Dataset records
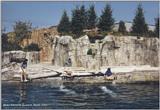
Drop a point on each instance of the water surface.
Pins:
(83, 96)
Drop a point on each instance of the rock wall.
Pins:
(111, 51)
(46, 53)
(33, 57)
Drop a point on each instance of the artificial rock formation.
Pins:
(110, 51)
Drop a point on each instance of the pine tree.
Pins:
(92, 18)
(64, 25)
(76, 23)
(122, 27)
(106, 21)
(83, 16)
(139, 26)
(156, 27)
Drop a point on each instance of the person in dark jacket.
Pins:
(24, 73)
(108, 72)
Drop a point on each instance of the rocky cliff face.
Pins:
(110, 51)
(46, 53)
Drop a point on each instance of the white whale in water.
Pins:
(108, 91)
(63, 89)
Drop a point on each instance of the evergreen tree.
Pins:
(76, 24)
(106, 21)
(83, 16)
(139, 26)
(92, 18)
(122, 27)
(64, 25)
(156, 27)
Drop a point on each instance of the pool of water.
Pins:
(46, 95)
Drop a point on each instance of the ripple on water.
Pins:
(81, 96)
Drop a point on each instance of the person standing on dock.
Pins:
(24, 73)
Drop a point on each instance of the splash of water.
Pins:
(63, 89)
(108, 91)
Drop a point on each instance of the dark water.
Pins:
(46, 95)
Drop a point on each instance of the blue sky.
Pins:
(45, 14)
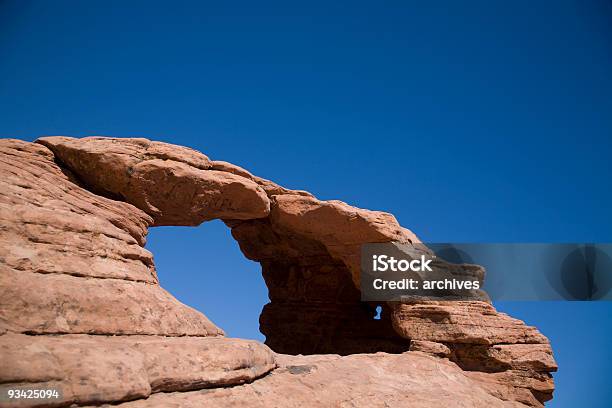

### TASK DETAILS
Without copying any picture, repeat all of the entries exactly.

### ANSWER TO THIS TASK
Drop a point on each instance of the water surface.
Pins:
(83, 96)
Drop a point on each instance of the rock wall.
Pins:
(111, 51)
(46, 53)
(33, 57)
Drop a point on each instance of the artificial rock formation.
Pins:
(110, 51)
Drop a point on each instance of the pine tree.
Pins:
(92, 18)
(64, 25)
(76, 23)
(122, 27)
(106, 21)
(83, 16)
(139, 26)
(156, 27)
Drop a point on each instance of the person in dark jacket.
Pins:
(24, 73)
(108, 72)
Drop a point on each instance of the rocky cliff face.
Pins:
(110, 51)
(46, 53)
Drop a point on each instance of the white whale in water.
Pins:
(108, 91)
(63, 89)
Drop a point on each instance of the evergreen tree.
Pins:
(76, 24)
(106, 21)
(83, 16)
(139, 26)
(92, 18)
(122, 27)
(64, 25)
(156, 27)
Drop a point on each instance of the pool of water.
Pins:
(46, 95)
Drop a point on each instance of the ripple on water.
Pins:
(81, 96)
Drop a point on each instance of the person standing on dock.
Pins:
(24, 73)
Drop a point on each instance of the splash of water.
Pins:
(63, 89)
(108, 91)
Drop a point on each instance of the dark water.
Pins:
(46, 95)
Drop a point on each instance of the blue sky.
Pins:
(45, 14)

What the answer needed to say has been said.